— START —

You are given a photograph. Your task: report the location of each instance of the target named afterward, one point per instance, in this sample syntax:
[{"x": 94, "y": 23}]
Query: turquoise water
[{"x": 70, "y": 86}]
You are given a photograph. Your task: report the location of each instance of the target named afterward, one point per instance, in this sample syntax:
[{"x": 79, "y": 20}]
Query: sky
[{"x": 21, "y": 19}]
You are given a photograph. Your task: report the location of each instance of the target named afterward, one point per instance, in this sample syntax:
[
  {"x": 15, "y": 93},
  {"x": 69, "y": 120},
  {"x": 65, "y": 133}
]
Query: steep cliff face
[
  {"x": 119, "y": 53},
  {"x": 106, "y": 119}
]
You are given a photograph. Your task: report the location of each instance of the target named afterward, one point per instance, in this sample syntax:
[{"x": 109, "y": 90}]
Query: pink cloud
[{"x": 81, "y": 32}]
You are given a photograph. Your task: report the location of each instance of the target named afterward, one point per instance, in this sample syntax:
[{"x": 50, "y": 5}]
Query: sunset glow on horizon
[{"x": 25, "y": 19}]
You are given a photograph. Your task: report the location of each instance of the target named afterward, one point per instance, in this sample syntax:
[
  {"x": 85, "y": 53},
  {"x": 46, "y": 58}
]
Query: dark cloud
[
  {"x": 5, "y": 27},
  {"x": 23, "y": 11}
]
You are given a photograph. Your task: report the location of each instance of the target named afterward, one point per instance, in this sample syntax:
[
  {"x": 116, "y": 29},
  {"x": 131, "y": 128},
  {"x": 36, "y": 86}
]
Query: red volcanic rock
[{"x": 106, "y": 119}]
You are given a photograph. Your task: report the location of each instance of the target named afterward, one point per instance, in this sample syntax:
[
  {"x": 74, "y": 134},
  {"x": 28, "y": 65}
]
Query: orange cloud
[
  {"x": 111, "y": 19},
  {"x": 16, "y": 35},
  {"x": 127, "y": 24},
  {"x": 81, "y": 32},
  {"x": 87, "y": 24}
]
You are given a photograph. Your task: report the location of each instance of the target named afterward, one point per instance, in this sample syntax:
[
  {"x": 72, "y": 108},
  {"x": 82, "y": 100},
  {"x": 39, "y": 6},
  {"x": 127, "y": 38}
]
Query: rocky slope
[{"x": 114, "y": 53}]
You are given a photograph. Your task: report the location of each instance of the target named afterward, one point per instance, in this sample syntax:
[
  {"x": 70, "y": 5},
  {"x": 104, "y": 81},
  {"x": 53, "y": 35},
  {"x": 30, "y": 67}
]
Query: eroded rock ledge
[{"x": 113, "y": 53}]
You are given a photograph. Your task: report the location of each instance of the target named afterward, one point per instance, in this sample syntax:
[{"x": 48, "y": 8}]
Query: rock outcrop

— END —

• THE EXERCISE: Write out each line of the data above again, exactly as given.

• SOLUTION TO THIS EXERCISE:
You are given a photograph. Your task: report the location of each instance of the target named afterward, one point per instance, in this sample syntax:
[{"x": 94, "y": 23}]
Query: turquoise water
[{"x": 70, "y": 86}]
You are given a photograph. Your task: report the location of each instance of the target named afterward, one point per instance, in this sample syntax:
[{"x": 79, "y": 20}]
Query: sky
[{"x": 21, "y": 19}]
You are given a photograph. Your task: report the location of each instance of the target named afterward, one point per instance, in this sample syntax:
[
  {"x": 15, "y": 93},
  {"x": 69, "y": 120},
  {"x": 65, "y": 133}
]
Query: steep cliff face
[
  {"x": 119, "y": 53},
  {"x": 106, "y": 119}
]
You are given a photograph. Your task: report the location of each instance of the target named afterward, one point per instance, in this sample syntax:
[{"x": 109, "y": 90}]
Query: pink cloud
[{"x": 81, "y": 32}]
You are given a photograph. Your task: report the location of each instance of the target named afterward, one point per instance, in this sample syntax:
[{"x": 50, "y": 5}]
Query: sunset glow on horizon
[{"x": 25, "y": 19}]
You are given a photograph. Your task: report the location of each instance of the target named afterward, one point per instance, in this sample syntax:
[
  {"x": 85, "y": 53},
  {"x": 46, "y": 58}
]
Query: dark cloud
[
  {"x": 5, "y": 27},
  {"x": 23, "y": 11}
]
You are given a photograph. Your task: report the location of each instance of the target named afterward, one point per instance, in this sample syntax:
[
  {"x": 116, "y": 29},
  {"x": 131, "y": 128},
  {"x": 36, "y": 86}
]
Query: red volcanic rock
[{"x": 106, "y": 119}]
You are given a photograph. Your task: report the location of each instance of the target named afterward, one point per instance, in this sample syntax:
[
  {"x": 74, "y": 134},
  {"x": 28, "y": 65}
]
Query: orange cloud
[
  {"x": 111, "y": 19},
  {"x": 16, "y": 35},
  {"x": 127, "y": 24},
  {"x": 81, "y": 32},
  {"x": 87, "y": 24}
]
You are given a photograph. Your task: report the location of each instance of the target named afterward, one point per instance, in this sample syntax:
[
  {"x": 72, "y": 108},
  {"x": 82, "y": 100},
  {"x": 39, "y": 6},
  {"x": 127, "y": 38}
]
Query: rocky slope
[{"x": 114, "y": 53}]
You are given a photograph. Your task: report the location of each instance of the target named afterward, one point per instance, in this sample syntax:
[
  {"x": 70, "y": 5},
  {"x": 104, "y": 81},
  {"x": 53, "y": 35},
  {"x": 30, "y": 67}
]
Query: eroded rock ledge
[{"x": 113, "y": 53}]
You are given a photograph. Your task: report the location of each instance of the target named afterward, one point per instance, in this sample syntax:
[{"x": 48, "y": 8}]
Query: rock outcrop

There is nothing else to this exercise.